## Instructions to follow
Please retype all of the records below line for line, changing nothing.

#### Data provided ####

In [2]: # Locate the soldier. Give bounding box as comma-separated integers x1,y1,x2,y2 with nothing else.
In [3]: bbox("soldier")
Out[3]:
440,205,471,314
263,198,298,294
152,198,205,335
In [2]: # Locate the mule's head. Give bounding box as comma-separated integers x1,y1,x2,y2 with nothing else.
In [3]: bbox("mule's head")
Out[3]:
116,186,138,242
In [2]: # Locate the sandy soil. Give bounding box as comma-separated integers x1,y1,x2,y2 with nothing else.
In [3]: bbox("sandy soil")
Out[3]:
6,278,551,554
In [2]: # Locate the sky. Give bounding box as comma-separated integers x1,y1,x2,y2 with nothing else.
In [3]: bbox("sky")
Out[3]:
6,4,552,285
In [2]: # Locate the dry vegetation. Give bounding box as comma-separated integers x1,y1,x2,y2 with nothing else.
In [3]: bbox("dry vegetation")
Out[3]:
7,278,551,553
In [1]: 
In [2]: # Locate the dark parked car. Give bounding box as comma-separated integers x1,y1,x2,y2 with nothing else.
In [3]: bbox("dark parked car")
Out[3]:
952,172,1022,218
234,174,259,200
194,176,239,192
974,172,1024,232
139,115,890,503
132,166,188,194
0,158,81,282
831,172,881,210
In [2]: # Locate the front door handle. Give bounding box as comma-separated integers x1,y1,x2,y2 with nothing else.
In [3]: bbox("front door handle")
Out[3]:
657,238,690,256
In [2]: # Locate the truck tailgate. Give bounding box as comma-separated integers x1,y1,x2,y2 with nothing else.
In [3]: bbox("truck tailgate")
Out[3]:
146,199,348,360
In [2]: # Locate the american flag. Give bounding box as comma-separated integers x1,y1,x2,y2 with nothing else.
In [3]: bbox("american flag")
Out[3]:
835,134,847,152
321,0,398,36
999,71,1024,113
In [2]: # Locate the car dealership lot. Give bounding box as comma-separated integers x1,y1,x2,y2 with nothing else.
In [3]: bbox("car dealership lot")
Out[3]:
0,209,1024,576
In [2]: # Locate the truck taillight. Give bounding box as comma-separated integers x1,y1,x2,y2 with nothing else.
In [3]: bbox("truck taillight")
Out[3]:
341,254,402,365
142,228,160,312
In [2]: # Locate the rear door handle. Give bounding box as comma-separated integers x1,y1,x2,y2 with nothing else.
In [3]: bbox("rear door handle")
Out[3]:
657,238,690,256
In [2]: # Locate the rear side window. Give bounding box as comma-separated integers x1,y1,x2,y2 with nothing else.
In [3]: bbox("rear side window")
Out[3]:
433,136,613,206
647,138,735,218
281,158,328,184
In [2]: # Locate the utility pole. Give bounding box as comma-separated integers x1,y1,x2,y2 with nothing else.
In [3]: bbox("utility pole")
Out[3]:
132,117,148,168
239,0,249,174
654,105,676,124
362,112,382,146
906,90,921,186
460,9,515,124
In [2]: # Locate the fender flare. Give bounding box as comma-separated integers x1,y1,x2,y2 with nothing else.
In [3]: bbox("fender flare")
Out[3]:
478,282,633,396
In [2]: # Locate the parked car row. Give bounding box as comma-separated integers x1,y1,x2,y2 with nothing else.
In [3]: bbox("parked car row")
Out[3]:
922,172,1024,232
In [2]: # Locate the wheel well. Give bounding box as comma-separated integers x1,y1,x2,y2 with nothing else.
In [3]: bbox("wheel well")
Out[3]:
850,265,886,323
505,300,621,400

####

## Written solution
In [2]: # Locate the soldier. Give bounding box as comma-separated integers x1,y1,x2,y2 with nothing else.
In [3]: bbox("soldier")
Out[3]:
440,205,471,314
263,198,298,294
152,198,205,335
In [2]: # Locate the mule's head. Give bounding box as comma-separated integers x1,y1,x2,y2 with nothing else.
In [3]: bbox("mule's head")
Out[3]:
116,186,138,242
In [2]: # Locate the sandy soil. Give bounding box as comma-separated integers x1,y1,x2,y2 with nothing else.
In [3]: bbox("sandy soil")
Out[3]:
6,278,551,554
In [2]: # Locate the sky. Give bounding box as comma-separated integers x1,y1,x2,y2 with nothing else.
In [3]: bbox("sky")
Out[3]:
6,4,552,285
In [2]: # Locate the dry vegetation. Give bounding box as comma-separated integers x1,y1,x2,y2 with nothing else.
In [3]: bbox("dry vegetation")
Out[3]:
7,278,551,553
In [1]: 
In [2]: # Locate the dark parked car. Give bounding box as comma-separated integers x1,y1,x2,y2 with nothing else.
In [3]: bbox("dark parked car")
Out[3]:
952,172,1022,218
234,174,259,200
194,176,239,192
974,172,1024,232
139,115,890,503
132,166,188,194
0,158,81,282
831,172,881,210
In [2]: # Locate the front door handle. Give bounding box as comma-separated integers x1,y1,x2,y2 with nothing else.
In [3]: bbox("front door handle")
Out[3]:
657,238,690,256
In [2]: # Locate the truck tailgate. Give bounding box as comma-separated integers x1,y1,x2,y2 with nothing else.
In [3]: bbox("truck tailgate")
Out[3]:
146,199,348,360
In [2]: # Locate the american flag. Give bounding box as comma-separated integers x1,y1,x2,y2 with nothing else.
In [3]: bbox("american flag")
Out[3]:
835,134,847,152
321,0,398,36
999,71,1024,113
In [2]: # Locate the car dealership lot. Give bounding box as comma-separated integers x1,y1,x2,y2 with nothing else.
In [3]: bbox("car dealership lot")
Out[3]:
0,209,1024,576
In [2]: # Locate the truck taillight. Give bounding box as comma-separated integers x1,y1,x2,y2 with nothing else.
In [3]: bbox("truck taillight")
Out[3]:
341,254,402,365
142,228,160,312
In [2]: # Locate the rear door handle. Give bounding box as comma-separated integers x1,y1,x2,y2 with nothing else.
In [3]: bbox("rear door handle")
Out[3]:
657,238,690,256
In [2]: # Locate the rear side window. Give bounding box as comma-separated integers x1,y1,x2,y2 with nothing else.
In [3]: bbox("rear side window")
Out[3]:
433,136,613,206
647,138,735,218
281,158,328,184
In [2]: # Locate the utility pole. Give bounding box as comma-separated integers x1,y1,x2,y2 with nothing else.
In [3]: bbox("utility pole")
Out[3]:
132,117,148,168
239,0,249,174
654,105,676,124
362,112,382,146
906,90,921,186
460,9,515,124
In [2]: # Locate the fender flare. Give bounding box as comma-separated integers x1,y1,x2,y2 with nothing else.
In [3]: bbox("fender flare")
Out[3]:
478,282,633,396
In [2]: # Locate the parked car row. Give bounding box as comma-separated integers x1,y1,x2,y2 with nothing else.
In [3]: bbox("parked car row")
Out[3]:
922,172,1024,232
In [2]: # Locate the wheel well. Give bounding box as comma-separated integers x1,y1,x2,y2 with nothing else.
In [3]: bbox("wheel well")
Out[3]:
850,265,886,323
505,300,621,400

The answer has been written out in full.